> **WORK TASK**
When you reach the line in the data below that contains "Target: distant hill", please start repeating lines exactly, and stop after the line that contains "Expected: one point per instance of the lavender row, each", repeating nothing else.

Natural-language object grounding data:
──────────────────────────────

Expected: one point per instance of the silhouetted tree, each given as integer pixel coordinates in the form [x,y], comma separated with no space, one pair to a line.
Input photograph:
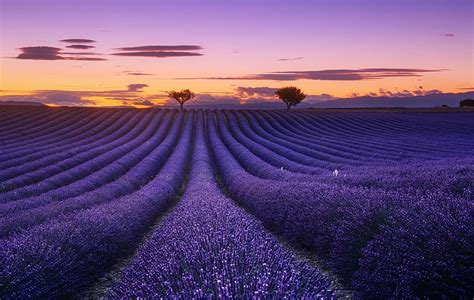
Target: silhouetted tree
[181,97]
[466,103]
[290,95]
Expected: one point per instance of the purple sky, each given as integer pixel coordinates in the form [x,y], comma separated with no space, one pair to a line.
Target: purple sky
[235,42]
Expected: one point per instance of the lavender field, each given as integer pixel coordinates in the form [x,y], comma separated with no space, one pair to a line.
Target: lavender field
[161,203]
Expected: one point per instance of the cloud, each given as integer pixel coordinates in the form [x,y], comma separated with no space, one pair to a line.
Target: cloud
[49,53]
[247,92]
[136,87]
[56,98]
[144,103]
[66,99]
[335,75]
[448,35]
[158,54]
[162,48]
[291,59]
[160,51]
[420,91]
[78,41]
[82,47]
[81,53]
[40,53]
[137,73]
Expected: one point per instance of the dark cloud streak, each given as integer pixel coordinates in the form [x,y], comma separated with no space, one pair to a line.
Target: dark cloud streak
[335,75]
[82,47]
[162,48]
[158,54]
[50,53]
[78,41]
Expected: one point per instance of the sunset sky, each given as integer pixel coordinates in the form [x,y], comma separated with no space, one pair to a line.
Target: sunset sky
[116,52]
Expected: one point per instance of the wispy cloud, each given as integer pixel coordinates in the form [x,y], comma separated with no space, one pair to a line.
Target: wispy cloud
[136,87]
[81,47]
[335,75]
[50,53]
[162,48]
[78,41]
[138,73]
[420,91]
[159,51]
[448,35]
[291,59]
[158,54]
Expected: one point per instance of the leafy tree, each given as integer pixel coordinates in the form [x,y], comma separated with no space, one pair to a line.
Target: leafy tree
[290,95]
[181,97]
[467,103]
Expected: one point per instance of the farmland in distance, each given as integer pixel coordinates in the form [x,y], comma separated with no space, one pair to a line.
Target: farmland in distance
[236,203]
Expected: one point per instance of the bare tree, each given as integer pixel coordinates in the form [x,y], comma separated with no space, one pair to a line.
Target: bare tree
[290,95]
[181,97]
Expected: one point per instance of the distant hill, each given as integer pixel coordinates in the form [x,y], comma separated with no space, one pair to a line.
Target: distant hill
[21,103]
[449,99]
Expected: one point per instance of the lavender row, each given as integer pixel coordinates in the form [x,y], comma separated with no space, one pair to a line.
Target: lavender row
[98,171]
[62,258]
[341,223]
[332,131]
[209,248]
[83,135]
[69,131]
[59,159]
[407,140]
[335,147]
[331,157]
[32,119]
[40,210]
[47,125]
[264,153]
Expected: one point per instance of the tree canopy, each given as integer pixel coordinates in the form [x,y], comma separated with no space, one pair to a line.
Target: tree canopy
[181,96]
[467,103]
[290,95]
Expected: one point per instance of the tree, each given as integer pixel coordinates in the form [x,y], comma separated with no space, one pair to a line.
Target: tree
[181,97]
[290,95]
[467,103]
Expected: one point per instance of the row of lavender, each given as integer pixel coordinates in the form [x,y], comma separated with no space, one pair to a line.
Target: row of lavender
[280,167]
[387,230]
[57,246]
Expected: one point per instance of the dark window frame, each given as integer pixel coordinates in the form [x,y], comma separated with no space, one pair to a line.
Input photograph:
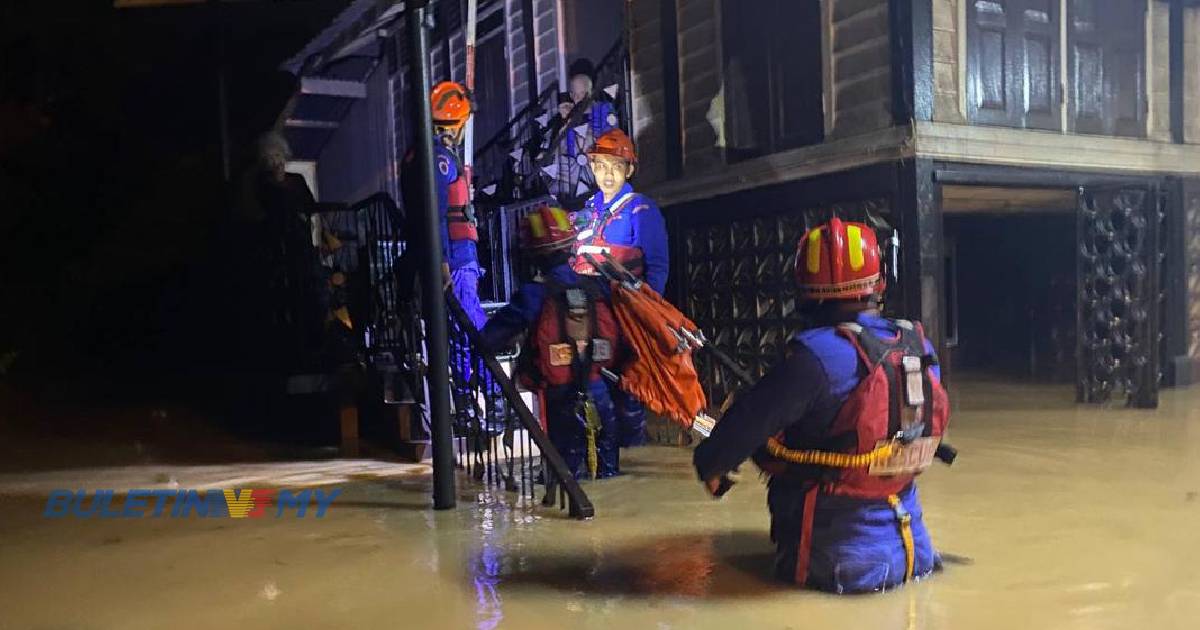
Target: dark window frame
[1015,28]
[790,77]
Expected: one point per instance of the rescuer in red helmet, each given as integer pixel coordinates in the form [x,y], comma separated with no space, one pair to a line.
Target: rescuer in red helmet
[570,334]
[841,426]
[451,108]
[628,227]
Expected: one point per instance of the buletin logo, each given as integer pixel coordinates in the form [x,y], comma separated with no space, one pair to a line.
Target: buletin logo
[243,503]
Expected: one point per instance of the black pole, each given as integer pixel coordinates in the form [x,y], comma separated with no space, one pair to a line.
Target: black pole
[222,85]
[437,343]
[1177,69]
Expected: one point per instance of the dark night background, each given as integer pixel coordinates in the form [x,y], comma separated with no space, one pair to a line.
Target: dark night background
[114,207]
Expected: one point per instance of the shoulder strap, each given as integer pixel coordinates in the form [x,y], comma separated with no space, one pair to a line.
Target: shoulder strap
[604,217]
[871,349]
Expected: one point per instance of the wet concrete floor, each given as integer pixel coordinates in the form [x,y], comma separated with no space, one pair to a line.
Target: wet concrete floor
[1055,516]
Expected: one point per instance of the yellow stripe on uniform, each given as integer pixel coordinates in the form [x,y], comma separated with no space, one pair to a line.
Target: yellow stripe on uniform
[814,262]
[537,226]
[855,238]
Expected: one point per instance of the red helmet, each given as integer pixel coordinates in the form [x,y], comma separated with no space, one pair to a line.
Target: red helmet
[839,261]
[546,229]
[450,103]
[615,142]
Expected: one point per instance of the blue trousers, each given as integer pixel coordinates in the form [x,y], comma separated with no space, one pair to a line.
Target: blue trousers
[856,544]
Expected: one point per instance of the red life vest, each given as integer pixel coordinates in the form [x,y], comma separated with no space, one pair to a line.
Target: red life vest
[592,241]
[575,336]
[899,396]
[461,226]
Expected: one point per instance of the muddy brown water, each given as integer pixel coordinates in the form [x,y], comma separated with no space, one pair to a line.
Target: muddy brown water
[1055,516]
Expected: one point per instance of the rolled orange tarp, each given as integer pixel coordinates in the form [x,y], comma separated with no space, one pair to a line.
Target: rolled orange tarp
[661,373]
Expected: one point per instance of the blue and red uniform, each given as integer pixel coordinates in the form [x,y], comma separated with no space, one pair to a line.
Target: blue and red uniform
[847,544]
[633,229]
[459,234]
[568,435]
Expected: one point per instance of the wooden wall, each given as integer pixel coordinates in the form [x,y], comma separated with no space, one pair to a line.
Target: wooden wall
[700,83]
[948,64]
[859,67]
[646,60]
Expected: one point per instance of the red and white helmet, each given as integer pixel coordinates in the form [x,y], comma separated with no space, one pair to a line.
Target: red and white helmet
[839,261]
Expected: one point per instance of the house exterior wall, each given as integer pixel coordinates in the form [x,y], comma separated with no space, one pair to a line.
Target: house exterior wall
[647,90]
[359,159]
[948,66]
[1192,75]
[859,66]
[700,83]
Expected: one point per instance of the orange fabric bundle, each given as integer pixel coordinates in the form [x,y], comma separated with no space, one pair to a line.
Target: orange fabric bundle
[659,375]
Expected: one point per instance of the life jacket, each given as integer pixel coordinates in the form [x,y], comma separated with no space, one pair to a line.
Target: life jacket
[592,241]
[461,223]
[574,336]
[889,427]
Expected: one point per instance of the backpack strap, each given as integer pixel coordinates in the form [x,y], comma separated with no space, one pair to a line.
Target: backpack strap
[873,352]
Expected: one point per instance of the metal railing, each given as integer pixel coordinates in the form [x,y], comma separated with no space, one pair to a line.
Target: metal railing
[498,438]
[509,159]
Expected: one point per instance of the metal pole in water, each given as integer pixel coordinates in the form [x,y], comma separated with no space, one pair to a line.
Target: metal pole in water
[431,268]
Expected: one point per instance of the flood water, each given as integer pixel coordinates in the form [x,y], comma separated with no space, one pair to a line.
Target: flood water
[1055,516]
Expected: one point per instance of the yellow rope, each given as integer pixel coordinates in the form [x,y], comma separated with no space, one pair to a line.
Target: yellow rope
[834,460]
[905,520]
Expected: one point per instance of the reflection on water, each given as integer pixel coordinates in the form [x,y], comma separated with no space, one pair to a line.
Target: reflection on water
[1054,517]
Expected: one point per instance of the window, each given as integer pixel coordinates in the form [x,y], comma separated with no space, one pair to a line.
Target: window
[1107,67]
[1015,75]
[772,63]
[1013,63]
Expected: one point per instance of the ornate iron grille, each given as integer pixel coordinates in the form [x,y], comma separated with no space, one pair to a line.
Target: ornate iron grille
[1192,257]
[739,288]
[1120,303]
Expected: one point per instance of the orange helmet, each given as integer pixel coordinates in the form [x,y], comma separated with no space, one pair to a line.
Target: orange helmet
[615,142]
[546,229]
[839,261]
[450,103]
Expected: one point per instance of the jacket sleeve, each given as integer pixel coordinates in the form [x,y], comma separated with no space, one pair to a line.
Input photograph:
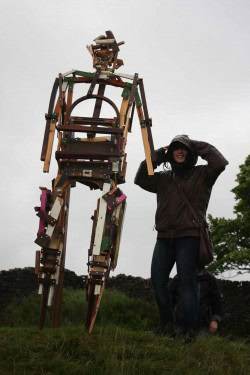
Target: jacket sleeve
[142,178]
[216,161]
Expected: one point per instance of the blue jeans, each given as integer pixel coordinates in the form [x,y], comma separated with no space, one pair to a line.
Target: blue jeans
[184,252]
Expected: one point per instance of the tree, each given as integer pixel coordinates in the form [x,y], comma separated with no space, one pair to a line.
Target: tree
[231,237]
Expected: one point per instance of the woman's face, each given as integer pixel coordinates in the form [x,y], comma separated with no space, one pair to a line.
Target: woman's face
[180,154]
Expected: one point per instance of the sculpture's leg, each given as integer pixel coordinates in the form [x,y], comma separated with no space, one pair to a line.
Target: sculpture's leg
[104,247]
[59,275]
[50,261]
[98,263]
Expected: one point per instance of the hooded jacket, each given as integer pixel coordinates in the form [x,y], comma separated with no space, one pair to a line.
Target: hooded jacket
[173,218]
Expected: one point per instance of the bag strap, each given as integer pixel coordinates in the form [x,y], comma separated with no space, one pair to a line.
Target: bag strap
[188,204]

──────────────────────────────

> **EXERCISE RESULT**
Target: distant hill
[21,103]
[449,99]
Expected: one point per instance of the lavender row, each given as integer pixel coordinates in the form [x,y], comma separated with no space, one pair to a line.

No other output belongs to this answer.